Social media is ablaze with rumors that Iranian dictator Ayatollah Ali Khamenei has died. Iranian state-media has yet to confirm or deny such rumors.
Cairo-based journalist Gamal Sultan wrote on social media that Khamenei died after suffering from a bout with prostate cancer, after surgery failed to alter the course of his demise, according to Rassd News Network.
Middle East blogger Daniel J. Levy wrote on Twitter late Saturday: “Hearing unconfirmed reports from a usually very reliable source of Ayatollah Khamenei’s death today.”
On Friday, Iranian media confirmed that “The commander of the Islamic Revolution, Ali Khamenei, his health deteriorated on Friday morning, and was admitted to a Tehran hospital,” reported Al Bawaba News.
Reports on Thursday revealed that the “Supreme Leader” may have been hospitalized and was said to be in critical condition, according to Israel Hayom. Khamenei, 75, was reportedly rushed to the hospital due to complications from his ongoing bout with cancer.
France’s Le Figaro released a report regarding the Ayatollah’s health last week. Citing intelligence sources, the paper estimated that Khamenei only had two years left to live, due to his cancer reaching stage four and spreading throughout the entirety of his body. Iranian media confirmed last year that Khamenei was hospitalized due to complications with his cancer.
Since 1989, Khamenei has ruled over the ancient Persian country with an iron fist, succeeding his predecessor, the late Ayatollah Ruhollah Khomeini, in instituting Islamic law over Iran.

Extracted material

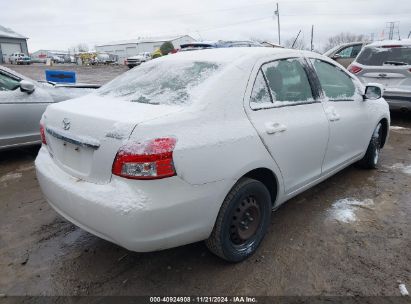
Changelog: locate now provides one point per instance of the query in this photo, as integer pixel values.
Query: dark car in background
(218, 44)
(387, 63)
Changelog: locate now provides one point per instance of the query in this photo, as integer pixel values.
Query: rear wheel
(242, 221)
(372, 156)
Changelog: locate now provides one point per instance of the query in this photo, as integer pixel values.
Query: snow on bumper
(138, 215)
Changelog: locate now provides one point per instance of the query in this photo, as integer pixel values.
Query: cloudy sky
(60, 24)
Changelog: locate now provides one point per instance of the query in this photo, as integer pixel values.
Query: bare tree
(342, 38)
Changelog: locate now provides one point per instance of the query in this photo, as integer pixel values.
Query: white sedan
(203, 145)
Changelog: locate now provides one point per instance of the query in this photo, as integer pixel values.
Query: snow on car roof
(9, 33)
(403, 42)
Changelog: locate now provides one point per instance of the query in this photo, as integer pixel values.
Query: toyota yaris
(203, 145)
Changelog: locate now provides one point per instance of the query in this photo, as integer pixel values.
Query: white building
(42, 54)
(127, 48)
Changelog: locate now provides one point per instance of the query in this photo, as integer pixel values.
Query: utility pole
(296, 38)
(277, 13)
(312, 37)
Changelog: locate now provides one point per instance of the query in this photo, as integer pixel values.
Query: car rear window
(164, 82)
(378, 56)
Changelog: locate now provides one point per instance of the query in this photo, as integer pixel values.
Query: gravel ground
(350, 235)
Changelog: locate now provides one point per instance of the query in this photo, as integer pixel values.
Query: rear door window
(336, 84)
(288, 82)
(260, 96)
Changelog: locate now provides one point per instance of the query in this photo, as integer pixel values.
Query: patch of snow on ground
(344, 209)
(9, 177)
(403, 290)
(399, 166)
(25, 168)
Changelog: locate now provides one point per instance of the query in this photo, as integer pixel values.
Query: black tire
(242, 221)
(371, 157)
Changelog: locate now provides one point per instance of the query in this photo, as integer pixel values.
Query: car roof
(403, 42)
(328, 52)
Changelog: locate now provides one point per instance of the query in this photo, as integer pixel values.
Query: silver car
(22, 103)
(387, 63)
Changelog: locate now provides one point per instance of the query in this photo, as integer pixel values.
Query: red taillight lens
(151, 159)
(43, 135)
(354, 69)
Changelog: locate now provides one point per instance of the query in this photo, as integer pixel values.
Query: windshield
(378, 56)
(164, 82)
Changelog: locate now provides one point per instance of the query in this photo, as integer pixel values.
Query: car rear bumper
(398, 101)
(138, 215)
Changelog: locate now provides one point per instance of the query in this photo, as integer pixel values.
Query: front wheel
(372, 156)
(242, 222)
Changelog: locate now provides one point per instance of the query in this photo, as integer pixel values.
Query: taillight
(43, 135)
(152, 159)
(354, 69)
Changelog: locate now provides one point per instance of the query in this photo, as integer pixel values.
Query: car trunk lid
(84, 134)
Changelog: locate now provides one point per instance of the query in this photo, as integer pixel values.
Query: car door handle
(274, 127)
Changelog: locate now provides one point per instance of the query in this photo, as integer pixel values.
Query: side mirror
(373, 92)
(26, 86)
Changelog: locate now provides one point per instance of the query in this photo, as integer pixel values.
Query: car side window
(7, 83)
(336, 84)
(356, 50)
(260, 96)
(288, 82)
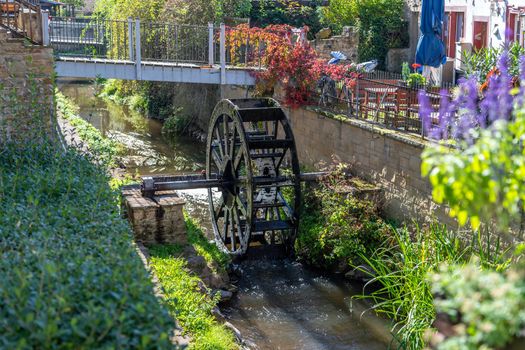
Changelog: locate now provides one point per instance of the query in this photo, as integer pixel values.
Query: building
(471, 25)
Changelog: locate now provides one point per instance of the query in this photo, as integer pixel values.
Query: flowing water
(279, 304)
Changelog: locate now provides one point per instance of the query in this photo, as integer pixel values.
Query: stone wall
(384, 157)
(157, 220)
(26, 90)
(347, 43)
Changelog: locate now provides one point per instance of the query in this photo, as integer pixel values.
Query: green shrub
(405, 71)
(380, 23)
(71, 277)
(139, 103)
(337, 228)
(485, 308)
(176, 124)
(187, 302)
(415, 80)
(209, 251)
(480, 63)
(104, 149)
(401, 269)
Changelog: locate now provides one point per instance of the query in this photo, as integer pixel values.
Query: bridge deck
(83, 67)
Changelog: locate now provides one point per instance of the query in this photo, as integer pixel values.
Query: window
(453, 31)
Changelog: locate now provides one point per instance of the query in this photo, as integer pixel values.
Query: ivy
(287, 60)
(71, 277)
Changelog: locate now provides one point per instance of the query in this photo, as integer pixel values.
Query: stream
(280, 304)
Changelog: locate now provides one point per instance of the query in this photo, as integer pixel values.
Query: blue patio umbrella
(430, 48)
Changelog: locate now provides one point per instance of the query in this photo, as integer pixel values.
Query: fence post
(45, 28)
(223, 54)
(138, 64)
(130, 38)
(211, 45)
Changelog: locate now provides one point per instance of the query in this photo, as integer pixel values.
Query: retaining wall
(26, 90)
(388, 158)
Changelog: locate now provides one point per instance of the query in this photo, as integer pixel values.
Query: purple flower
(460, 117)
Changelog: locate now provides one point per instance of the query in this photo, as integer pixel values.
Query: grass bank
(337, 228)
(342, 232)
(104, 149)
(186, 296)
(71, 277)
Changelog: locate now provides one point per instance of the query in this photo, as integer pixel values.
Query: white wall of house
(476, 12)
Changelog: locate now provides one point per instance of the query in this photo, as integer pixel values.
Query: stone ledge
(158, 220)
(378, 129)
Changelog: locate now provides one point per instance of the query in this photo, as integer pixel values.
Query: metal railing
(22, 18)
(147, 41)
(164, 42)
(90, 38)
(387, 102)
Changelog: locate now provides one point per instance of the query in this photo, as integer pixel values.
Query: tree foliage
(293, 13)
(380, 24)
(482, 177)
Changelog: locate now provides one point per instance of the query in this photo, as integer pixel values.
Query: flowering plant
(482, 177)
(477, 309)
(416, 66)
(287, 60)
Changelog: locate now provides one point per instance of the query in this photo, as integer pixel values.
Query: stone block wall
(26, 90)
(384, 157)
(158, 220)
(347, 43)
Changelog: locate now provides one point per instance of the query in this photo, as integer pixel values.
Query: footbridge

Tasks to carry out
A - Answer these questions from the Khamenei report:
(i) According to Le Figaro's estimate, how long did Khamenei have left to live?
(ii) What age does the report give for Khamenei?
(iii) In what year did Khamenei begin ruling Iran?
B - Duplicate the part of the Khamenei report that runs from "Reports on Thursday" up to and including "bout with cancer.".

Completed exercise
A -
(i) Two years
(ii) 75
(iii) 1989

B -
Reports on Thursday revealed that the “Supreme Leader” may have been hospitalized and was said to be in critical condition, according to Israel Hayom. Khamenei, 75, was reportedly rushed to the hospital due to complications from his ongoing bout with cancer.